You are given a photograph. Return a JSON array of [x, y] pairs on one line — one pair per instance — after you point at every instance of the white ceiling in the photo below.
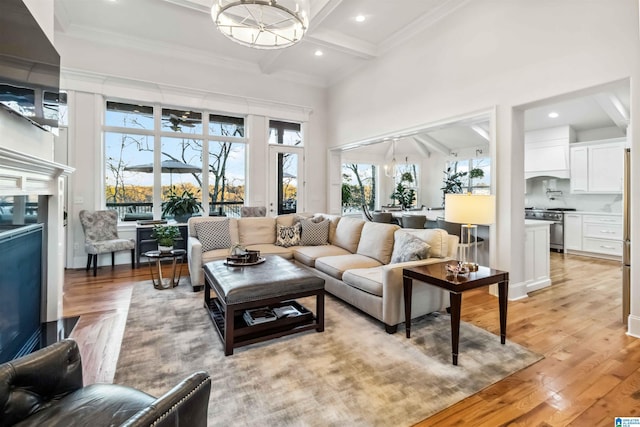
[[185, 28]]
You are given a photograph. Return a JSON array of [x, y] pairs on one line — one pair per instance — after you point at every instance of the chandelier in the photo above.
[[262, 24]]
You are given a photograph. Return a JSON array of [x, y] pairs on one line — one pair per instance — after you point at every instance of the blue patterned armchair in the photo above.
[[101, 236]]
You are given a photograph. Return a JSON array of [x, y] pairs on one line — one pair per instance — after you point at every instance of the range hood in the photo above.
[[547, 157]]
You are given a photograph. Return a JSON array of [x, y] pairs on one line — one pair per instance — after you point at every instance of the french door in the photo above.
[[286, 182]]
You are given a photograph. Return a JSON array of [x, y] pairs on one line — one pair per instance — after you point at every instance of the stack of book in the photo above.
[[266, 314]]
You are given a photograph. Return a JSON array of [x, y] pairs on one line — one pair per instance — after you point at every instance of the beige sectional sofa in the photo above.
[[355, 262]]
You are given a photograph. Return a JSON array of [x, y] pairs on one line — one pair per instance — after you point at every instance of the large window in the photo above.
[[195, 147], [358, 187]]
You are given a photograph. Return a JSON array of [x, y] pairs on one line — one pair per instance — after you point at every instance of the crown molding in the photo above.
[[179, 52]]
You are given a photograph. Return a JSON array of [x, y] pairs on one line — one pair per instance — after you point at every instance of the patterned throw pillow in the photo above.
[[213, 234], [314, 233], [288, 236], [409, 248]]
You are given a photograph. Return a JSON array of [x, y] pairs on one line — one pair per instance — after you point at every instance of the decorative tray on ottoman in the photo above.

..............................

> **Task to carry out**
Can you express the listing above as a Markdown table with the columns "Row" and "Entry", numbering each non-blank line in order and leaving out the pictures?

> **The answer**
| Row | Entry |
|---|---|
| 1 | You are given a photograph. Return a JSON array of [x, y] pairs on one line — one pair per instance — after you point at every instance of the white ceiling in the photo below. |
| 2 | [[185, 28]] |
| 3 | You are given a photograph. Return a JSON array of [x, y] pairs on one line — one pair per instance — after you point at every instance of the chandelier in the photo above. |
| 4 | [[262, 24]] |
| 5 | You are given a photograph. Return a JSON array of [x, y] pairs on one line — one pair per instance — after you point at every instance of the blue patterned armchair in the photo above. |
| 6 | [[101, 236]] |
| 7 | You are given a photograph. Return a JSON array of [x, y] pairs on one line — one pair per instance — after you point at every instance of the range hood in the photo above. |
| 8 | [[547, 157]] |
| 9 | You are given a photograph. Return a JSON array of [x, y] pairs on one line — one pair per instance — after you point at every instance of the french door in the photo above. |
| 10 | [[286, 182]] |
| 11 | You are given a photograph. Return a JSON array of [x, y] pairs on one line — one pair per instance — after you point at every instance of the stack of book in the photo above. |
| 12 | [[266, 314]] |
| 13 | You are given a photograph. Return a JSON array of [x, y] pairs on one line — one pair per instance — after you point at every instance of the beige sectional sofa in the photo above. |
| 14 | [[355, 262]] |
| 15 | You are given a photograph. Return a JSON array of [x, y] pairs on one line — one pair per instance — after you point at every instance of the large window in the photo above. |
| 16 | [[195, 147], [358, 187]] |
| 17 | You are given a photograph. Return a JSON array of [x, y] pairs on one line — one pair per instance — after you point at every instance of the crown molding in the photo above. |
| 18 | [[179, 52]] |
| 19 | You are given a photograph. Return a JSON array of [x, y] pairs on one line — one pair per instance — after you point at every instance of the patterned throw pillow in the photo above. |
| 20 | [[213, 234], [314, 233], [288, 236], [409, 248]] |
| 21 | You are given a photograph. Return a JSON array of [x, y] pairs on one line — one pair per instance — after you point at every instance of the decorative tray on ottoman in the photo above. |